Exercise 1 -> In the passage about the station, what does the closed portion of the former full-length mezzanine now house?
Exercise 2 -> Using the passage about the station, explain why both platforms have several closed staircases.

Extract to read ->

::::

This station has two mezzanines above the platform, but formerly had a full-length one. The closed portion is now a master tower that controls the entire Concourse Line. Both platforms also have several closed staircases to this area. The full-time fare control is at the south end of this station. Staircases from each platform go up to a crossover, where a turnstile bank provides access to and from the station. Outside the turnstile bank is a token booth. From outside the turnstile bank, one staircase goes up to either northern corner of Bedford Park Boulevard and Grand Concourse, while a double-wide staircase goes down to the northern sidewalk of an underpass carrying Bedford Park Boulevard below the Grand Concourse.

The fare control area at the north end of the station is unstaffed, containing just full height turnstiles, one staircase going up to the northeast corner of 203rd Street and Grand Concourse, and another staircase going up to the west side of Grand Concourse near this intersection.

The elevator is located on the north side of Bedford Park Boulevard, in the island between both southbound roads of Grand Concourse.

===Track layout===
South of this station, the center track splits into two and forms the local tracks of the line while the outer tracks pass under the two center tracks and merge into a single track between them. This center track is the express track of the line and is only used during rush hours in the peak direction. The track layout allows for trains stopping on the outer tracks to remain on the local tracks for the rest of the line. North of the station, the center track widens to two tracks that lead to the Concourse Yard to the west. The outer tracks curve to the east to Norwood–205th Street, the last stop on this line.

::::

(Saved entries)

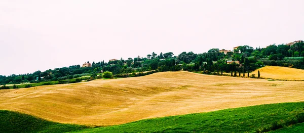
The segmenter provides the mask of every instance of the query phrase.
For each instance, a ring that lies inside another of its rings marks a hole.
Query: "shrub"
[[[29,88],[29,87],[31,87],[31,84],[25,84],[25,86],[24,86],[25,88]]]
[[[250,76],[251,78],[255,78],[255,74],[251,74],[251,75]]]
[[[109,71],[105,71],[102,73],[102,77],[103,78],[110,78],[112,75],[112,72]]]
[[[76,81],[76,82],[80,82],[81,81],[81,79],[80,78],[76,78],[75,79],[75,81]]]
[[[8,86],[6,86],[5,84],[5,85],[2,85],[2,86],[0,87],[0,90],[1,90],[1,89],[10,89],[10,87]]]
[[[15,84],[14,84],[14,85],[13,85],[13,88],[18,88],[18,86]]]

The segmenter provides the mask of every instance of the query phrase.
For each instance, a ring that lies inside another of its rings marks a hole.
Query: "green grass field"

::::

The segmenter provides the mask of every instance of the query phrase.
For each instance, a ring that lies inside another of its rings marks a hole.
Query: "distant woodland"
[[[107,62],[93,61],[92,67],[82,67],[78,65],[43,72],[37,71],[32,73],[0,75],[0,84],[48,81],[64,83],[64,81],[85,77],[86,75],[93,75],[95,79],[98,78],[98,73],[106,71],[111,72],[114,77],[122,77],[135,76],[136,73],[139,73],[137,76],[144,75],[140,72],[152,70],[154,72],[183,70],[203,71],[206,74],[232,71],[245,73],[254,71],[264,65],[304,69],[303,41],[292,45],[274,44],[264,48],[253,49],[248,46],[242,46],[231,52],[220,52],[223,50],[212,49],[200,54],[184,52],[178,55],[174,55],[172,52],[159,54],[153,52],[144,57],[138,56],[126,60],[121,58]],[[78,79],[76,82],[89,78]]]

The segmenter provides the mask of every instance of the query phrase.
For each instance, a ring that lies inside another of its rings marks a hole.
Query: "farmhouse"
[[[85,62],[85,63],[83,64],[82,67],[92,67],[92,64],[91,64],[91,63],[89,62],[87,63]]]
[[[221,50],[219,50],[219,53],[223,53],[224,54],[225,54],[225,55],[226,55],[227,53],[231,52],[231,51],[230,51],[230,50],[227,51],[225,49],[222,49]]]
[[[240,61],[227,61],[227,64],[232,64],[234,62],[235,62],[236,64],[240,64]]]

::::

Task response 1 -> A master tower that controls the entire Concourse Line.

Task response 2 -> The station once had a full-length mezzanine, but part of it has been closed and now holds a master tower that controls the entire Concourse Line. The closed staircases on both platforms lead up to that closed area.